» EXERCISE OBJECTIVE:
Skip the images and return the records below exactly.

» STORED RECORDS:
☆ ☆ ☆
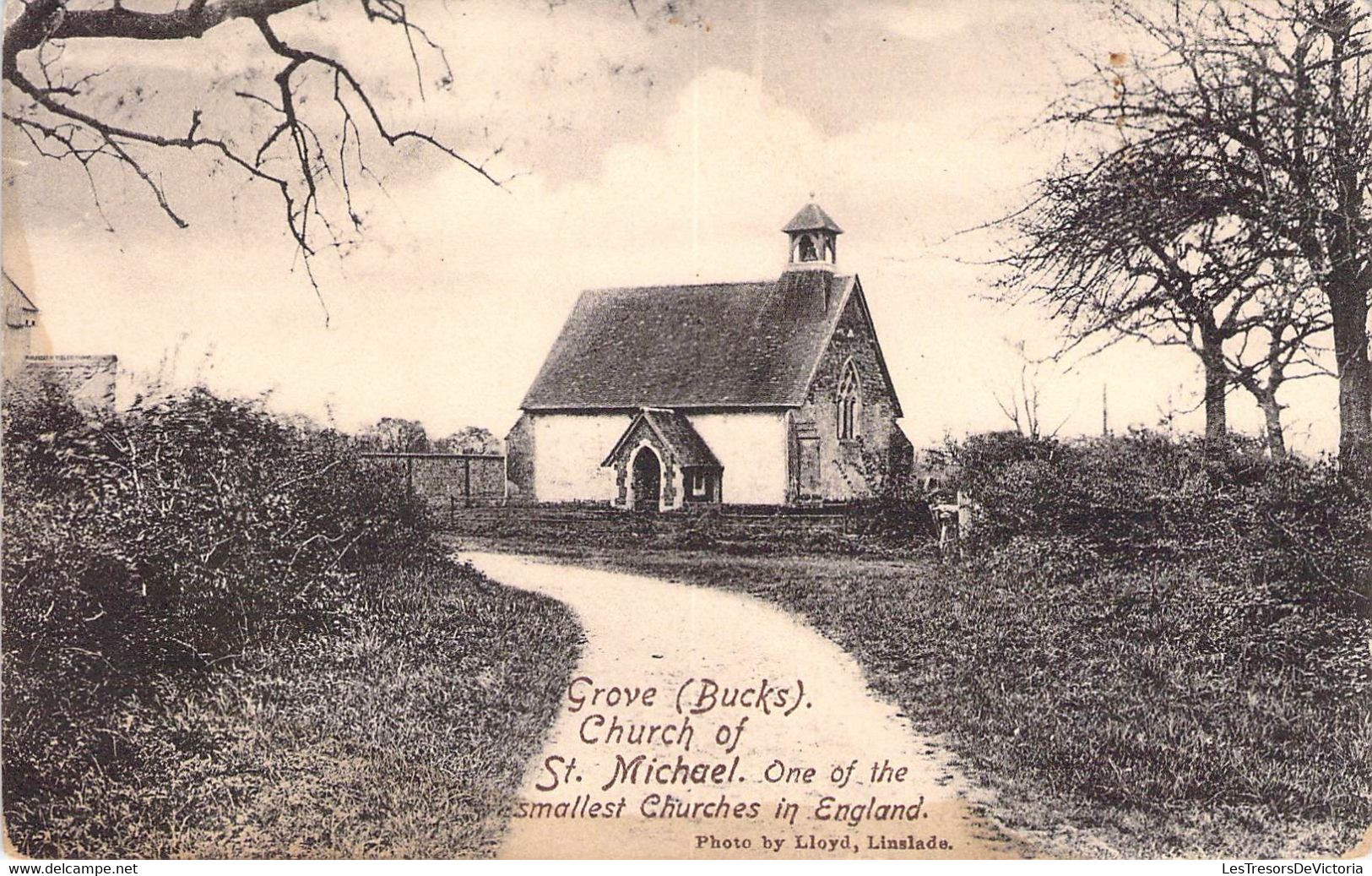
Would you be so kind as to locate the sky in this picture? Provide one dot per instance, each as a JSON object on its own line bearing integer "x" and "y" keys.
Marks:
{"x": 667, "y": 146}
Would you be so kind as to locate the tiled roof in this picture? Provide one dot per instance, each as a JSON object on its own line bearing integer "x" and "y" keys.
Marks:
{"x": 691, "y": 346}
{"x": 676, "y": 433}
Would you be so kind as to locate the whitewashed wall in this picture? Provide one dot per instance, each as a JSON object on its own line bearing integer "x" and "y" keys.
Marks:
{"x": 568, "y": 450}
{"x": 752, "y": 449}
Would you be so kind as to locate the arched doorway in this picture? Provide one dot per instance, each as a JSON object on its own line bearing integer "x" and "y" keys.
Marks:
{"x": 648, "y": 481}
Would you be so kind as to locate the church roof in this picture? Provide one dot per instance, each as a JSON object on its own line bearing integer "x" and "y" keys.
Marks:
☆ ☆ ☆
» FINISHED EXERCISE:
Would you be so kind as to locate the sky in this picture? Provide one dot per instance, each as a JSON object on its own line bearing integer "x" and "y" keys.
Marks:
{"x": 667, "y": 146}
Would you be so kind as to locate the tiled roof in this picture? Provide one dot per instance, each as a JSON object on its own line bearing integer "x" and "y" keys.
Marks:
{"x": 691, "y": 346}
{"x": 676, "y": 433}
Would you be so kind as to locate the whitewashed wall in this picture? Provide one dot per instance, each as a JSON object on its own line bearing integer "x" and "y" keys.
Marks:
{"x": 568, "y": 450}
{"x": 752, "y": 449}
Would you be so kind as to locate the arched doorway in this picture? Provide one dot per instance, each as a JSON object on its own line bearing integer "x" and "y" keys.
Marks:
{"x": 648, "y": 481}
Would you be so kind as to locate the church roof in this picture? Provide one dot per instance, each as a JSON object on its own line bearing integer "x" and "y" keys.
Marks:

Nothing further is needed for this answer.